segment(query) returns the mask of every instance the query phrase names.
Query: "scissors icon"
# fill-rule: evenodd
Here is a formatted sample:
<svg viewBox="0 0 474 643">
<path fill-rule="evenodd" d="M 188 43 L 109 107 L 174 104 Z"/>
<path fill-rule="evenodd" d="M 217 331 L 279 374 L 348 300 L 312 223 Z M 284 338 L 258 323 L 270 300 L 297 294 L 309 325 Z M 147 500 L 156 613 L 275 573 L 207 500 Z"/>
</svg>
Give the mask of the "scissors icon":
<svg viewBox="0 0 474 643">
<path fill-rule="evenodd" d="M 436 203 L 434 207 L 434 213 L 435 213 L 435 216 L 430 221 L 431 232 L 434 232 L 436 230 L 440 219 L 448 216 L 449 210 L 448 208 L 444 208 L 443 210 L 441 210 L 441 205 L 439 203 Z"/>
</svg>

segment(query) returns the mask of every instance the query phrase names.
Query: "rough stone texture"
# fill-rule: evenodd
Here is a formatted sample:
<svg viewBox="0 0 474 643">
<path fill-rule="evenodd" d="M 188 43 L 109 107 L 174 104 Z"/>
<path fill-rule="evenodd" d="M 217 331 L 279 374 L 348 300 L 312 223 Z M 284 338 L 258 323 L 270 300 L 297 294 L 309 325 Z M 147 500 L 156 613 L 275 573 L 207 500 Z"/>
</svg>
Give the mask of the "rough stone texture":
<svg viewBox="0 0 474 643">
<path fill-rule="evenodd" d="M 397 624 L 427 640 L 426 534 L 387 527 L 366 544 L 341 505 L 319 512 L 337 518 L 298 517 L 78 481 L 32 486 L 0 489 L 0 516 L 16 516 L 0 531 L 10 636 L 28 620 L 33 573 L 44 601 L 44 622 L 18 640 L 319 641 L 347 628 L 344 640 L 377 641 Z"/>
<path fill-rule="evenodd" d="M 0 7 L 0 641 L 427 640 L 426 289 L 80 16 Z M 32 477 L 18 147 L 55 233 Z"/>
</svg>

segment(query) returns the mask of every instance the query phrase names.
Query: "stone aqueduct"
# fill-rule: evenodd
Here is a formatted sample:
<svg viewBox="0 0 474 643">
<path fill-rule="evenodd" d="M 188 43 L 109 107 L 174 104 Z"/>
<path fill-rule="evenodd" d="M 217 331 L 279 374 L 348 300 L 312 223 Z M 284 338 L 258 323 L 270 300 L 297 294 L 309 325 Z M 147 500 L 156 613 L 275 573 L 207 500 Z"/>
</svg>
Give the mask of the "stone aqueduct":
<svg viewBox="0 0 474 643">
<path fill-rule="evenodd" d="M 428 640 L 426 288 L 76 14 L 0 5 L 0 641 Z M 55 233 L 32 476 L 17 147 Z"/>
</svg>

········

• **Exercise goal**:
Output all of the data without altering a single line.

• **Exercise solution**:
segment(query) returns the mask of every instance the query phrase names.
Query: "scissors icon"
# fill-rule: evenodd
Here is a formatted sample:
<svg viewBox="0 0 474 643">
<path fill-rule="evenodd" d="M 188 43 L 109 107 L 174 104 Z"/>
<path fill-rule="evenodd" d="M 217 331 L 279 374 L 348 300 L 312 223 Z M 284 338 L 258 323 L 270 300 L 297 294 L 309 325 Z M 147 500 L 156 613 L 275 573 L 207 500 Z"/>
</svg>
Give the mask of the "scissors icon":
<svg viewBox="0 0 474 643">
<path fill-rule="evenodd" d="M 436 203 L 434 207 L 434 213 L 435 213 L 435 216 L 430 221 L 431 232 L 434 232 L 436 230 L 440 219 L 448 216 L 449 210 L 448 208 L 444 208 L 443 210 L 441 210 L 441 205 L 439 203 Z"/>
</svg>

segment(query) returns the mask of every instance the query phrase names.
Query: "rough stone texture"
# fill-rule: evenodd
Here is a formatted sample:
<svg viewBox="0 0 474 643">
<path fill-rule="evenodd" d="M 188 43 L 109 107 L 174 104 Z"/>
<path fill-rule="evenodd" d="M 217 331 L 279 374 L 348 300 L 312 223 Z M 284 338 L 258 323 L 270 300 L 297 294 L 309 325 Z M 147 500 L 156 613 L 275 573 L 207 500 Z"/>
</svg>
Give the mask of the "rough stone texture":
<svg viewBox="0 0 474 643">
<path fill-rule="evenodd" d="M 397 624 L 427 640 L 426 534 L 387 527 L 366 544 L 341 505 L 319 512 L 337 518 L 298 517 L 78 481 L 32 486 L 0 489 L 0 516 L 16 516 L 0 531 L 10 636 L 28 620 L 33 573 L 44 601 L 44 622 L 18 640 L 319 641 L 347 628 L 344 640 L 377 641 Z"/>
<path fill-rule="evenodd" d="M 0 7 L 0 641 L 427 640 L 426 289 L 80 16 Z M 32 477 L 18 147 L 55 233 Z"/>
</svg>

segment(query) returns the mask of every instance the query phrase names.
Query: "stone aqueduct"
# fill-rule: evenodd
Here is a formatted sample:
<svg viewBox="0 0 474 643">
<path fill-rule="evenodd" d="M 188 43 L 109 107 L 174 104 Z"/>
<path fill-rule="evenodd" d="M 217 331 L 279 374 L 348 300 L 312 223 Z M 284 338 L 258 323 L 270 300 L 297 294 L 309 325 Z M 147 500 L 156 613 L 275 573 L 207 500 Z"/>
</svg>
Give the mask of the "stone aqueduct":
<svg viewBox="0 0 474 643">
<path fill-rule="evenodd" d="M 428 640 L 426 288 L 76 14 L 0 5 L 0 641 Z M 55 233 L 32 476 L 17 147 Z"/>
</svg>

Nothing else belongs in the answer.